╭─ EXCERPTED TEXT

Although we have not studied the subcellular patterns of PrP accumulation for perivascular plaques, in sheep these plaques begin as endo-thelial cell infections. Subpial and perivascular patterns of PrP accumulation in sheep are a special case of astrocytic infection, as PrP accumulates in association with the glial limitans.
Fig. 5. (A) The ventricular borders of two ependymal cells from a 237K infected hamster are shown. There is a focal area of fibril accumulation (immunolabeling not shown), indicated by arrowheads, within the ventricular space. Stained with uranyl acetate and lead citrate.
Within a single infected sheep brain, areas representative of neuronal, astroglial, endothelial, and ependymal cellular infections may be detected. Although neuronal, glial, and ependymal infection may occur following transynaptic spread, or simply following bulk flow through the central nervous system, endothelial infection must be acquired by hematogenous infection.
In the case of diffuse patterns of PrP accumulation, such as occurs for example in the hippocampus of the ME7-infected mouse, all neurons within a particular neuroanatomical region appear to release PrP (21). In some brain areas, diffuse staining patterns of PrP accumulation, seen prior to terminal disease, may become dense, localized, granular patterns of PrP accumulation at terminal disease.
Fig. 5(B) The ventricular deposit shown in (A), but at higher magnification. This confirms the fibrillar nature of this ventricular deposit. Stained with uranyl acetate and lead citrate.

╰─
╭─ EXTRACTED ENTRIES

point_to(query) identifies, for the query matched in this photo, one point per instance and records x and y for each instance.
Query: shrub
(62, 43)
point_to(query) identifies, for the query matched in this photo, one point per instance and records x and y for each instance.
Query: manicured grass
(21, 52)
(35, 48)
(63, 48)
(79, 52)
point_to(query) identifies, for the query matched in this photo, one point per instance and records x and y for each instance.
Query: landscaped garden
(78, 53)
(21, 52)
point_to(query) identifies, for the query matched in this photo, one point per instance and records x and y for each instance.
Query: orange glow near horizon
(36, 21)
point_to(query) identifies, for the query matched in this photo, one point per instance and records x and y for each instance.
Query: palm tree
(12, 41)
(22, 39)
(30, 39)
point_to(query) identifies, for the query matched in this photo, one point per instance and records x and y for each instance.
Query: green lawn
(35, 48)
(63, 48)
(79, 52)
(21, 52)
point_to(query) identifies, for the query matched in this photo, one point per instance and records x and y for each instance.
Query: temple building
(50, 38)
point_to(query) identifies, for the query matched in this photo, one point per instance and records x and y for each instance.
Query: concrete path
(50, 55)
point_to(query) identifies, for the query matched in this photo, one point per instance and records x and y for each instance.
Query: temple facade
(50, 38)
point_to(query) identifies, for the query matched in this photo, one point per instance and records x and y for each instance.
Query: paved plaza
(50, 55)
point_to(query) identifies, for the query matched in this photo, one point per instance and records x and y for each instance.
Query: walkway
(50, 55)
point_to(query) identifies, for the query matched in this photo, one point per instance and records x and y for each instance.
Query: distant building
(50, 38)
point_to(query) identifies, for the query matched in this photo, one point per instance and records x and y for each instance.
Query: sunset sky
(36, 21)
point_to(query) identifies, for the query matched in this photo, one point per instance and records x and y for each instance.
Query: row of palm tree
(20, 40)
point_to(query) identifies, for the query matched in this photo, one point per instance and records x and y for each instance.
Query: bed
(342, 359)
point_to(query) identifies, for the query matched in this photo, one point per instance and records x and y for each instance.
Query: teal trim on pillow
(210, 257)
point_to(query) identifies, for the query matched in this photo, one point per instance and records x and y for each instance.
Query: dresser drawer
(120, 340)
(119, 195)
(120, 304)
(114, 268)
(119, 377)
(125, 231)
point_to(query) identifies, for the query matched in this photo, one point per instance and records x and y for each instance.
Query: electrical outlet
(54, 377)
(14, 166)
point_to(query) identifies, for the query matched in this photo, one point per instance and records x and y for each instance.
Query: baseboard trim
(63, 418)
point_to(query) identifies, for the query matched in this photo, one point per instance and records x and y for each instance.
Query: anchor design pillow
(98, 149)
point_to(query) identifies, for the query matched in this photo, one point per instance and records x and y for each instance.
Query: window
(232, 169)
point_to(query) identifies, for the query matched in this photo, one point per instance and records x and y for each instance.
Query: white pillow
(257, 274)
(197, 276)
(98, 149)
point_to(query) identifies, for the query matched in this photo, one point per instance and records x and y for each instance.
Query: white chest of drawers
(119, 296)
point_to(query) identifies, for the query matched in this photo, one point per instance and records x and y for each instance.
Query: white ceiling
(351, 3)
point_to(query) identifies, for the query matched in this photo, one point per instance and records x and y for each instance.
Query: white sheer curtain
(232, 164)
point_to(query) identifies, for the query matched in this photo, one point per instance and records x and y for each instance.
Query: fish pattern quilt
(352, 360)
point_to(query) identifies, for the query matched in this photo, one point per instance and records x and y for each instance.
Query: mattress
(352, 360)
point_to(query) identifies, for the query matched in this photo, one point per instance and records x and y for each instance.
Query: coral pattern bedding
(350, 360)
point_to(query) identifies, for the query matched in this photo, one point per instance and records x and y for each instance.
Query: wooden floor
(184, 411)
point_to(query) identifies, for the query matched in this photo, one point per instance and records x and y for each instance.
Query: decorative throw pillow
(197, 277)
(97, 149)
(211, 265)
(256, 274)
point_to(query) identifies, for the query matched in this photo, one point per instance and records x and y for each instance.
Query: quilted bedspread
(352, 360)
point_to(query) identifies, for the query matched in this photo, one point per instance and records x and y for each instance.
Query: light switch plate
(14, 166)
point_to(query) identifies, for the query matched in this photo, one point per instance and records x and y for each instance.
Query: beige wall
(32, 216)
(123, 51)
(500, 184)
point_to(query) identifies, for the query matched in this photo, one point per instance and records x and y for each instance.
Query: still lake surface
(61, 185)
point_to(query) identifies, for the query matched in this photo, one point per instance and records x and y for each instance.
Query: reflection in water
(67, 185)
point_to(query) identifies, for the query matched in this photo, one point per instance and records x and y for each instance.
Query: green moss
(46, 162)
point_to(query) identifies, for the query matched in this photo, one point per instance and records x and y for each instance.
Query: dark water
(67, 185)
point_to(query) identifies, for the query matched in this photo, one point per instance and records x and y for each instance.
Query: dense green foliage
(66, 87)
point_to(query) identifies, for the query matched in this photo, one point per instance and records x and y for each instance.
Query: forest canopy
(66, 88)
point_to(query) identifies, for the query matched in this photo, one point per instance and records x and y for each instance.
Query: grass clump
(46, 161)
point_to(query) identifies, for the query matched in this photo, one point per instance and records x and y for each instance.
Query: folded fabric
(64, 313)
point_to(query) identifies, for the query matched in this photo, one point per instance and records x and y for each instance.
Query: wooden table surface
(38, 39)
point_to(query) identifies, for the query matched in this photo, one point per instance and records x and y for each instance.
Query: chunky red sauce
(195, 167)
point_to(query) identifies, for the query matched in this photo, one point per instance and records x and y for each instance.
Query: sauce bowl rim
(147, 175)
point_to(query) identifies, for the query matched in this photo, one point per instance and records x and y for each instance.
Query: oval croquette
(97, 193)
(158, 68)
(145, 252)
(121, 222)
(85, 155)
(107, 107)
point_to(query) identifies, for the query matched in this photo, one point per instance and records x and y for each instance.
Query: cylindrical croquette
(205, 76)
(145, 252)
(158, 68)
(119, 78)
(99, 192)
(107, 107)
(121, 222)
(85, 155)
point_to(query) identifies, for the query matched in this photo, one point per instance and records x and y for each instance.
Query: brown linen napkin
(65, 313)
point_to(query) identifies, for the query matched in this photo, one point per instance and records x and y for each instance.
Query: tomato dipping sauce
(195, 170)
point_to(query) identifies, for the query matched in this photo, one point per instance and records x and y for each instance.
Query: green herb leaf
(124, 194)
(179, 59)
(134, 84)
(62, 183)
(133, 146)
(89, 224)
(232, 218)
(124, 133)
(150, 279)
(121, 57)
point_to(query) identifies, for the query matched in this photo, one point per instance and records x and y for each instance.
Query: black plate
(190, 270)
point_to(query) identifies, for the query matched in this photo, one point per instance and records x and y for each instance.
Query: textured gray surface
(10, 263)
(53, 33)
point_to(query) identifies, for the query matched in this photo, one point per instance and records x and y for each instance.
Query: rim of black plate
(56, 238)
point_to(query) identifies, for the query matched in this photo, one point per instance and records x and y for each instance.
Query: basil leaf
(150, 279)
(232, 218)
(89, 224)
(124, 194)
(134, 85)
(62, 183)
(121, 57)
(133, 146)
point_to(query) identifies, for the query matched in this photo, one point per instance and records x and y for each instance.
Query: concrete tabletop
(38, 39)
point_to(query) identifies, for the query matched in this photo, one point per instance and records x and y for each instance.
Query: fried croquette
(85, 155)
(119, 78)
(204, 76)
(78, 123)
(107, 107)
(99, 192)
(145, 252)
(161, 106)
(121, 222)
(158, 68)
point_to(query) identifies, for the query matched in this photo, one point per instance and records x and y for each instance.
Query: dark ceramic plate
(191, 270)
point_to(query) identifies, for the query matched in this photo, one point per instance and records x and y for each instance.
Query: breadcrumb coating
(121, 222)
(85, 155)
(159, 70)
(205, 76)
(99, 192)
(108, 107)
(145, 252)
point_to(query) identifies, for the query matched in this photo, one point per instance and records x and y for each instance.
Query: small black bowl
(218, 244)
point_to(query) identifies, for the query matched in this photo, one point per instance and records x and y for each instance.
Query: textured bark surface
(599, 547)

╰─

■ TASK DESCRIPTION: Decide whether each statement agrees with the excerpt on PrP accumulation. Answer yes or no for each, quoting the words from the excerpt that decide it. (a) In sheep, perivascular plaques begin as infections of endothelial cells. (b) Endothelial infection can be acquired by bulk flow through the central nervous system. (c) Fig. 5(B) shows a different deposit from the one in Fig. 5(A).

■ TASK RESULT:
(a) Yes: "in sheep these plaques begin as endo-thelial cell infections"
(b) No: "endothelial infection must be acquired by hematogenous infection"
(c) No: "The ventricular deposit shown in (A), but at higher magnification"